AIM OF THE EXERCISE: Return all of the entries, keeping every word and mark as it is.

(Natural-language object grounding data)
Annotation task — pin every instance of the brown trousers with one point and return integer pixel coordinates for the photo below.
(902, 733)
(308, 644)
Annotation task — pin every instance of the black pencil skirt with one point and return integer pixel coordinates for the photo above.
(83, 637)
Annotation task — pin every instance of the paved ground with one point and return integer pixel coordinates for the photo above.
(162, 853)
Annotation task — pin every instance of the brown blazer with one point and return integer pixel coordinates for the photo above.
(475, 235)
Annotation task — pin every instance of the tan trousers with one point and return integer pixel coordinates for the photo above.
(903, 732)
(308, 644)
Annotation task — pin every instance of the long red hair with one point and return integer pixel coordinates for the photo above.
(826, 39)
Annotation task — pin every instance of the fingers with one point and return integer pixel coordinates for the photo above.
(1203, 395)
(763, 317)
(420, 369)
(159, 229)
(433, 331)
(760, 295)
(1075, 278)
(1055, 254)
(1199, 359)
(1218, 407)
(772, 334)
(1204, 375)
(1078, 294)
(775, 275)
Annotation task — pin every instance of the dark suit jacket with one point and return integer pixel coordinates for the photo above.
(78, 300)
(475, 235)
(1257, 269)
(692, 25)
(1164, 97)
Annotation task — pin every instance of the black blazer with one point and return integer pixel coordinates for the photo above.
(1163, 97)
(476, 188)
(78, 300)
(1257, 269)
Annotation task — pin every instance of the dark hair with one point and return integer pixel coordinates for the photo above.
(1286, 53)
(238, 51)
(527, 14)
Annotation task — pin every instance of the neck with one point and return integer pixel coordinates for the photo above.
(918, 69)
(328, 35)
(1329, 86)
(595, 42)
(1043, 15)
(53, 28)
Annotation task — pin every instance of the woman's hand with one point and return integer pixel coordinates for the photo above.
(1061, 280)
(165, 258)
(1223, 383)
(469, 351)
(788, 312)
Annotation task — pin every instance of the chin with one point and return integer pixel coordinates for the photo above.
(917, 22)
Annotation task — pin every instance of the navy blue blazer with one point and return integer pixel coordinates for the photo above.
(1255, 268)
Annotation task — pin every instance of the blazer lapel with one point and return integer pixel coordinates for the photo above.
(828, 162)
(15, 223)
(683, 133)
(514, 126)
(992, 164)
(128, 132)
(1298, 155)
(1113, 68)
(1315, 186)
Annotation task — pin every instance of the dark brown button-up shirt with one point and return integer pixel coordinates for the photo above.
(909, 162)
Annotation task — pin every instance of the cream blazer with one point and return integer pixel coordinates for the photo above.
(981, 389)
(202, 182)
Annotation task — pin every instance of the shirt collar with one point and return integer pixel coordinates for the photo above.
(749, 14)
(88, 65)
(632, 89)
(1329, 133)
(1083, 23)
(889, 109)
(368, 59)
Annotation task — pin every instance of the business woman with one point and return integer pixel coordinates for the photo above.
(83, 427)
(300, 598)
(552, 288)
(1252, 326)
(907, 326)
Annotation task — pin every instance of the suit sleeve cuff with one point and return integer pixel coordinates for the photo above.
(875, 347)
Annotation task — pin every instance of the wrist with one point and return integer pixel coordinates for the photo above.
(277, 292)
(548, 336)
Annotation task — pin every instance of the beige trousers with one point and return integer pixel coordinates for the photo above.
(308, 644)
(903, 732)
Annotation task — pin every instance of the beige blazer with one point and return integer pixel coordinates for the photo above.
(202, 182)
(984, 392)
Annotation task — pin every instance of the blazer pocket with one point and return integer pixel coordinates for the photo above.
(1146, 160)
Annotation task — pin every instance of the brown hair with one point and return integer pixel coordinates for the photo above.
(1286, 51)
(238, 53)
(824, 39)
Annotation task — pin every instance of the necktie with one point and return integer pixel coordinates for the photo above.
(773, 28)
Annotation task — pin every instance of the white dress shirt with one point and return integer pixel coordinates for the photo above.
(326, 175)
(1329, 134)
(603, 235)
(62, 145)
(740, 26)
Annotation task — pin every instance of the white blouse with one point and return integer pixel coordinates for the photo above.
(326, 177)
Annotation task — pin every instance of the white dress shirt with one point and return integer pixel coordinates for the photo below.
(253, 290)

RESULT OF THE EXERCISE:
Annotation task — pin every instance of the brown trousers with one point and return integer pixel coordinates for the photo below.
(902, 733)
(308, 644)
Annotation task — pin every instance of the black pencil skirt with one point and return integer pixel coordinates for the photo above.
(83, 637)
Annotation task — pin every instance of the paved ground with one point and return integer pixel coordinates for the photo above.
(162, 853)
Annotation task — pin every instance of the brown blazer with one point and return integer pixel coordinates for the photo above.
(475, 235)
Annotation task — pin every instance of the tan trousers with one point and return integer pixel coordinates for the photo above.
(903, 732)
(308, 644)
Annotation task — pin every instance of the long red hair with one point and return integer pixel coordinates for the photo above.
(826, 39)
Annotation task — pin every instance of the fingers with one point and return integer pixel coordinates for the photo above.
(1203, 395)
(763, 317)
(420, 369)
(159, 229)
(433, 331)
(760, 295)
(1075, 278)
(1055, 254)
(1199, 359)
(1218, 407)
(772, 334)
(1204, 375)
(1078, 294)
(775, 275)
Annotation task — pin every instance of the dark suit jacket with one point and return integer pixel coordinates for the photo above.
(78, 300)
(475, 235)
(1257, 269)
(692, 25)
(1164, 97)
Annotation task — pin every instance of the black blazer with one point and return integer pixel coordinates for the photo above.
(1163, 97)
(476, 188)
(78, 300)
(1257, 269)
Annotation task — pin every instance of the dark hair with one point and return integer pixel coordinates for the photo above.
(1286, 53)
(238, 51)
(527, 14)
Annotation task — pin every instance of the neck with one point and return integer pixel coordinates for the photo above.
(918, 69)
(328, 35)
(1329, 86)
(595, 42)
(1043, 15)
(53, 28)
Annotation task — pin every instance of the woman's hand with one point and return integer pixel coordinates for the photo above.
(1061, 280)
(165, 258)
(1223, 383)
(469, 351)
(788, 312)
Annotation task — pin every instance of the chin with one point and return integer pixel coordinates for the photo above.
(917, 22)
Annotation task — pin every instance of the navy blue blazer with one point and return integer pixel coordinates for the photo above.
(1255, 268)
Annotation task — pin every instance of the blazer lapel with one point and return integer pixel coordinates for the photo above.
(828, 162)
(15, 223)
(683, 133)
(514, 126)
(992, 164)
(128, 132)
(1298, 155)
(1113, 68)
(1315, 186)
Annotation task — pin every instance of the dark brown button-up shirt with one point and return integer pixel coordinates for the photo above.
(909, 162)
Annotation task — pin every instance of the cream blazer with one point and return integer pixel coordinates for the photo above.
(981, 389)
(202, 182)
Annotation task — pin every instance of the shirt collar with one point and return integer pixel coordinates for the photo above.
(749, 14)
(88, 65)
(632, 89)
(1329, 133)
(1083, 23)
(889, 109)
(368, 59)
Annotation task — pin every instance of the business woman with one point and return integer pixel coordinates for the photo above.
(83, 427)
(300, 598)
(552, 288)
(1252, 326)
(907, 326)
Annotation task — pin every instance of the suit sleeve cuff with one point and return integer pixel coordinates for the photo above.
(875, 347)
Annotation task — pin every instance of the wrist with one point and return integer pixel coordinates for the photo above.
(277, 292)
(548, 336)
Annotation task — pin every instance of the beige trousers with one point and return integer pixel coordinates for the photo above.
(308, 644)
(903, 732)
Annotation task — pin every instance of the beige blazer with one point and return integer pixel coordinates for the photo above.
(202, 182)
(984, 392)
Annotation task — pin every instance of the blazer pocket with one point and return integer pixel coordinates for the photo above.
(1146, 160)
Annotation task — pin every instance of the brown hair with one point and return integer pixel coordinates for the photo above.
(1286, 51)
(238, 53)
(824, 39)
Annotation task — pin every instance of the necktie with one point and return integer pixel coordinates for the photo above.
(773, 28)
Annotation task — pin every instance of the white dress shirt with one point and return integer pixel coordinates for the photo above.
(326, 175)
(1329, 134)
(603, 235)
(62, 145)
(740, 26)
Annotation task — pin every instance of the white blouse with one point and return integer pixel coordinates for the photo above.
(326, 177)
Annotation task — pin every instance of the white dress shirt with one point and return integer pixel coordinates for the photo below.
(253, 290)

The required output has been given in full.